[BEGIN Task data]

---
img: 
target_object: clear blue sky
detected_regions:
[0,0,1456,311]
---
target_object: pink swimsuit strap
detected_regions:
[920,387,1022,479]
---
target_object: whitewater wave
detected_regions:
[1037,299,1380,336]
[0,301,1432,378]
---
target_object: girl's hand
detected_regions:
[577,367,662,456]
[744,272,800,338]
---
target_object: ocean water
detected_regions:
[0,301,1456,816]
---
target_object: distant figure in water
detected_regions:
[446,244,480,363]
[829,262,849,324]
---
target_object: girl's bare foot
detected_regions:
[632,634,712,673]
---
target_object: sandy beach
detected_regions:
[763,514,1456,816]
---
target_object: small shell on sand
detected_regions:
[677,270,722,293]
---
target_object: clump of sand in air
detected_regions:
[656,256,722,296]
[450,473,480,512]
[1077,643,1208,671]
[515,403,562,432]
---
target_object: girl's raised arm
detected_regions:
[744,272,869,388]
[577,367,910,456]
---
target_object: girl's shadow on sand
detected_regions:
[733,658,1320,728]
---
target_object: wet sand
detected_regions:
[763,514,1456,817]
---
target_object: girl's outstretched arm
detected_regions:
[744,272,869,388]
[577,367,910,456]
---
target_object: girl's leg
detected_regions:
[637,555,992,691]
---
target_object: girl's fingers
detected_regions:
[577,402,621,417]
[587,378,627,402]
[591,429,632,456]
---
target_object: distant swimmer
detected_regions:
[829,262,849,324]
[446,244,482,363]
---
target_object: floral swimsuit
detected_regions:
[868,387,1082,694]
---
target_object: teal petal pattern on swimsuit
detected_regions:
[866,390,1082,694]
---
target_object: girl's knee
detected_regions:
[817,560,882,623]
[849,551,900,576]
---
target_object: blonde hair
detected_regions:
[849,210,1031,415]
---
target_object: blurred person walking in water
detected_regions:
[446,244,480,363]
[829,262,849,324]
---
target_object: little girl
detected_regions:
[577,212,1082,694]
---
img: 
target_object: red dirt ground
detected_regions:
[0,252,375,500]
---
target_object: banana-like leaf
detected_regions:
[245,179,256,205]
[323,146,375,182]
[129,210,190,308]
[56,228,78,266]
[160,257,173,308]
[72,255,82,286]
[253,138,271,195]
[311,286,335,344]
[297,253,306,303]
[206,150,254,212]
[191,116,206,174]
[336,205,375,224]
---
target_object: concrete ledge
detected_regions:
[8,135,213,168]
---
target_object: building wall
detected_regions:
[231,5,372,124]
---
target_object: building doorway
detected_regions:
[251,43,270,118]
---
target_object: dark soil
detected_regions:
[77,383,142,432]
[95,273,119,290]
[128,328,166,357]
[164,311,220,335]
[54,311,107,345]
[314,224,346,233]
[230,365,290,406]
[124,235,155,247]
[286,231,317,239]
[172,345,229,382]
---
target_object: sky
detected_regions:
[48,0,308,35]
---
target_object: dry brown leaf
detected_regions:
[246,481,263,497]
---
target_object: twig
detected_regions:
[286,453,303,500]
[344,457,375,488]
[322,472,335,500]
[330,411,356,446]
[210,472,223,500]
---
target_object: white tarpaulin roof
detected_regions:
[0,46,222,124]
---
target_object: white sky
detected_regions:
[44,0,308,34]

[END Task data]

Write out the entire listing above again, reproducing every line from start to finish without any change.

---
img: 
target_object: clear blue sky
detected_regions:
[0,0,1456,311]
---
target_object: pink swimsuit strap
detected_regions:
[920,387,1022,479]
---
target_object: whitewater wave
detected_regions:
[1037,299,1380,336]
[0,301,1432,378]
---
target_object: girl's hand
detected_regions:
[577,367,662,456]
[744,272,800,338]
---
target_object: ocean water
detected_regions:
[0,301,1456,816]
---
target_object: distant figure in water
detected_regions:
[446,244,480,363]
[829,262,849,324]
---
target_object: girl's bare foot
detected_regions:
[632,634,712,673]
---
target_object: sandy beach
detected_regions:
[763,514,1456,816]
---
target_object: small shell on sand
detected_regions:
[677,270,722,293]
---
target_object: clump of sand in air
detected_regions:
[656,256,722,296]
[450,473,480,512]
[1077,643,1208,671]
[515,403,562,432]
---
target_object: girl's raised arm
detected_regions:
[744,272,869,388]
[577,367,910,456]
---
target_object: girl's shadow on sand
detected_regions:
[733,658,1320,728]
---
target_object: wet sand
detected_regions:
[763,514,1456,817]
---
target_object: girl's outstretched arm
detected_regions:
[744,272,869,388]
[577,367,910,456]
---
target_object: girl's leg
detected_regions:
[637,555,992,691]
---
target_object: girl's fingers
detected_regions:
[577,402,621,417]
[587,378,627,402]
[591,429,632,456]
---
target_object: distant swimmer
detected_regions:
[829,262,849,324]
[446,244,482,363]
---
target_object: floral swimsuit
detected_regions:
[868,387,1082,694]
---
target_object: teal petal pattern on swimsuit
detected_regions:
[866,390,1082,694]
---
target_object: girl's knee
detected_regions:
[817,560,882,623]
[849,551,900,576]
---
target_object: blonde hair
detected_regions:
[849,210,1031,415]
---
target_object: blurred person walking in water
detected_regions:
[446,244,480,363]
[829,262,849,324]
---
target_object: little girl
detected_regions:
[577,212,1082,694]
---
img: 
target_object: red dirt ground
detected_regions:
[0,252,375,500]
---
target_object: banana-like leaf
detected_regions:
[245,179,256,205]
[323,146,375,182]
[129,210,190,308]
[56,228,78,266]
[160,257,173,308]
[72,255,82,286]
[253,138,271,195]
[311,286,335,344]
[297,253,306,303]
[206,150,254,212]
[191,116,206,174]
[336,205,375,224]
---
target_object: concrete ledge
detected_regions:
[8,135,213,168]
---
target_object: building wall
detected_regions:
[231,5,372,124]
---
target_object: building doorway
detected_regions:
[251,43,270,118]
---
target_object: dark soil
detected_regions:
[77,383,142,432]
[95,273,119,290]
[128,328,166,357]
[164,311,220,335]
[54,311,107,345]
[314,224,346,233]
[230,365,290,406]
[124,235,155,247]
[286,231,317,239]
[172,345,229,382]
---
target_object: sky
detected_regions:
[48,0,308,35]
---
target_object: dry brown leaf
detected_regions:
[246,481,263,497]
---
target_object: twig
detected_regions:
[286,453,303,500]
[344,457,375,488]
[322,472,335,500]
[330,411,356,446]
[210,472,223,500]
---
target_object: white tarpaulin roof
detected_regions:
[0,46,222,124]
---
target_object: white sky
detected_regions:
[44,0,308,34]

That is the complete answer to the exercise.